* Begin Source text *

House May Back-Burner Regulatory Reform
TRIA takes priority; negotiators deny criticism by state officials has slowed process
Washington
The House Financial Services Committee is slowing its pace on the so-called regulatory reform "road map" legislation, citing the lack of time and the press of bigger priorities, including a plan to push through legislation extending the Terrorism Risk Insurance Act this year.
Staff officials and trade group representatives close to the Financial Services panel denied that strong criticism of the plan last week from state regulators and legislators and consumer groups have had any impact on their game plan for action on the so-called SMART legislationthe State Modernization and Regulatory Transparency Act.
They denied that comments by the leadership of the National Conference of State Legislators that the role of the federal government in insurance regulation should be limited to such national issues as terrorism and catastrophe insurance is slowing down action on the bill.
Under the current plan, the SMART bill will be introduced late this month, and an informational hearing will be held on it by the Capital Markets Subcommittee before Congress recesses by mid-October to campaign. Instead, the panel will deal with TRIA and legislation imposing greater controls on sales of life insurance at military bases.
(It was learned at press time that a TRIA extension bill, including a provision adding group life to the programs portfolio, will be marked up by the full committee on Sept. 29.)
Charles Symington, senior vice president of federal government affairs at the Independent Insurance Agents & Brokers of America in Alexandria, Va., said that the "Big I continues to work closely with Chairmen Oxley and Baker on the SMART legislation and will do everything possible to assist them in their desire to move the bill forward."
"What we are seeing is that some are criticizing the legislation because it goes too far, and others because it does not go far enough," said Mr. Symington, adding that "the Big I thinks the chairmen have struck the right balance. We, like most organizations, have expressed our support for the legislation. We feel that this support proves that the legislation is a pragmatic middle-ground proposal."
Joel Wood, chief lobbyist for the Council of Insurance Agents and Brokers in Washington, said the industry is not disappointed that no markup of the SMART bill will be held this year.
"I think Reps. Oxley and Baker are on track to move a bill through Congress, or at least the House, next year," Mr. Wood said. "No one labored under the impression that a bill could be enacted this year." He added, "I am extremely comfortable that both Mr. Oxley and Mr. Baker have produced a bill that provides an excellent start at modernizing the industry, and that this is the only politically viable opportunity for meaningful reform in the next few years."

* End Source text *
* Begin Data provided *

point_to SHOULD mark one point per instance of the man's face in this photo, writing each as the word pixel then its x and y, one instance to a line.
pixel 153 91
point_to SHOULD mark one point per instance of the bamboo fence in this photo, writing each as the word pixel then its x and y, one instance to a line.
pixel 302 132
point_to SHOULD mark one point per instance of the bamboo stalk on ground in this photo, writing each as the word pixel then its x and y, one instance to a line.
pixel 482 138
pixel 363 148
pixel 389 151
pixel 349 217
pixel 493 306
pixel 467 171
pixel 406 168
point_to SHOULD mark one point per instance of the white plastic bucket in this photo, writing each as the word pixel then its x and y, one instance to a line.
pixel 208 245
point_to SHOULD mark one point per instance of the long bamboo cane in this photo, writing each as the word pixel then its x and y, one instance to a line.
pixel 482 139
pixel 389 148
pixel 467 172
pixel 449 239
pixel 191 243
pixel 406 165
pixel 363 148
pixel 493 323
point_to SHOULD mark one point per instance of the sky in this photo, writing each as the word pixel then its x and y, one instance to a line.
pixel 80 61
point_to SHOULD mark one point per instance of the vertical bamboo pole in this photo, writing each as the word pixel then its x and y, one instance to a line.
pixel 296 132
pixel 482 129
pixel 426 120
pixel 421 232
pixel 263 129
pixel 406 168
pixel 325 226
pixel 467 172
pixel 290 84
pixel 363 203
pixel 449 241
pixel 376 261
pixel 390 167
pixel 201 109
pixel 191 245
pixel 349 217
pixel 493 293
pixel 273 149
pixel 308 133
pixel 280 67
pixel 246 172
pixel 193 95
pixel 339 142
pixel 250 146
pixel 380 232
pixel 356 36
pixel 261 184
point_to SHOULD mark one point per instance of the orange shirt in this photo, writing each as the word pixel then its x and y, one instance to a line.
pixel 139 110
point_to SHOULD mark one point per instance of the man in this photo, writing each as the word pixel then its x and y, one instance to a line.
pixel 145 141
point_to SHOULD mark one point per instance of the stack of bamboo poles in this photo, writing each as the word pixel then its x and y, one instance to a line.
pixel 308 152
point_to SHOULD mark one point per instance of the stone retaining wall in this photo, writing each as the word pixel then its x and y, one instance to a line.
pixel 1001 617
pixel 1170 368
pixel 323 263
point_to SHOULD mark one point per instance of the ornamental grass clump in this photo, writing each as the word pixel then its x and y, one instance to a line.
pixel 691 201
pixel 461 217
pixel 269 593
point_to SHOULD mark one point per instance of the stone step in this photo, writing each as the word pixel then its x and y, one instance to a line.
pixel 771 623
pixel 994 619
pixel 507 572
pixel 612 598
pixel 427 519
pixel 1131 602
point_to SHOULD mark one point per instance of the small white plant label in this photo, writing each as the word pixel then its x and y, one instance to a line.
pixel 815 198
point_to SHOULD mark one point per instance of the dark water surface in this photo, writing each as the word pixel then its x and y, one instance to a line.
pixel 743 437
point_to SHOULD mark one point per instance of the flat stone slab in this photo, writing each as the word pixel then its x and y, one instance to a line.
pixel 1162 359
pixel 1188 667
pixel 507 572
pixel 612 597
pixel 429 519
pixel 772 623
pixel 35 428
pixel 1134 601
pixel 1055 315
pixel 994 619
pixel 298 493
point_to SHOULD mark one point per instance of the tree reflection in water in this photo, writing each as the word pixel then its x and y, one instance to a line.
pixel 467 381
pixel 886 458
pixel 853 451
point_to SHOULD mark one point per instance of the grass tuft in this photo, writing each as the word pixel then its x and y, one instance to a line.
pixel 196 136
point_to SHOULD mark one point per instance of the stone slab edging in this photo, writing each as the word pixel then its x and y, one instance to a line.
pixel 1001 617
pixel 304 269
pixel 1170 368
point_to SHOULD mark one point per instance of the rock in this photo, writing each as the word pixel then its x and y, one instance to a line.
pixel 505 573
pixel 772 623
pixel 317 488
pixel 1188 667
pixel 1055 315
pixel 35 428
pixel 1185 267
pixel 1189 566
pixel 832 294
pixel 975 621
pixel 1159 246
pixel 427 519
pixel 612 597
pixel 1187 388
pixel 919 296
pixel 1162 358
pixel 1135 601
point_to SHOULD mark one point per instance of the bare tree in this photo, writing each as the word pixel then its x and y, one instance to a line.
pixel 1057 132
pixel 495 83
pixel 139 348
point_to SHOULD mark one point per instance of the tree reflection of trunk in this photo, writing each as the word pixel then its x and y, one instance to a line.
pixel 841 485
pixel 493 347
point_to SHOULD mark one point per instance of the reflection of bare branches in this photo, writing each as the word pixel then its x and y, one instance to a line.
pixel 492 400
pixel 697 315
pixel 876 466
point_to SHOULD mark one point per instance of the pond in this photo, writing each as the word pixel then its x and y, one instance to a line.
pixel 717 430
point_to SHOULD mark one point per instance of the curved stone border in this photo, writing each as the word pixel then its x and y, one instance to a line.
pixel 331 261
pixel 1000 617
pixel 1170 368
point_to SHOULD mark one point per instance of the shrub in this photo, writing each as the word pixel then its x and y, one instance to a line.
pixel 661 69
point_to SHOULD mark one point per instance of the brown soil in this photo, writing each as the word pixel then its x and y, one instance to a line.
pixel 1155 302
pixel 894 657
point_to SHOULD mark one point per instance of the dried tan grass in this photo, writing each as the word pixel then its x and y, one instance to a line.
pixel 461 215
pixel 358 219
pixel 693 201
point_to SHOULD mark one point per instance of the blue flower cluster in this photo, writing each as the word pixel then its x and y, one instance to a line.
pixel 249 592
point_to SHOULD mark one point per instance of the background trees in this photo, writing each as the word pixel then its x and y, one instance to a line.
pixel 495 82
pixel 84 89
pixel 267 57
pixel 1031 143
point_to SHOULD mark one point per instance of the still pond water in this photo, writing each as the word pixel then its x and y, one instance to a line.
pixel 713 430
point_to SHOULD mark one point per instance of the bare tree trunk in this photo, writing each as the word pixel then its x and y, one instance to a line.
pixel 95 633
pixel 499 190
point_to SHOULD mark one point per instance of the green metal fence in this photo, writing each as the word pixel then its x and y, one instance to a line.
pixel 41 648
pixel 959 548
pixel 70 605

* End Data provided *

● **What to do**:
(A) In the article on insurance regulatory reform, on what date will the full committee mark up the TRIA extension bill?
(B) For each statement below, state whether it agrees with the article on insurance regulatory reform, and quote the words of the article that decide it.
(i) The SMART bill is to be introduced late this month.
(ii) Joel Wood said the industry is disappointed that the SMART bill will not be marked up this year.
(iii) The Capital Markets Subcommittee is to hold an informational hearing on the SMART bill.
(C) Transcribe the passage of the article on insurance regulatory reform that opens with the words "Joel Wood, chief" and closes with "held this year.".

● **Written responses**:
(A) Sept. 29

(B)
(i) Yes: "the SMART bill will be introduced late this month"
(ii) No: "the industry is not disappointed that no markup of the SMART bill will be held this year"
(iii) Yes: "an informational hearing will be held on it by the Capital Markets Subcommittee"

(C)
Joel Wood, chief lobbyist for the Council of Insurance Agents and Brokers in Washington, said the industry is not disappointed that no markup of the SMART bill will be held this year.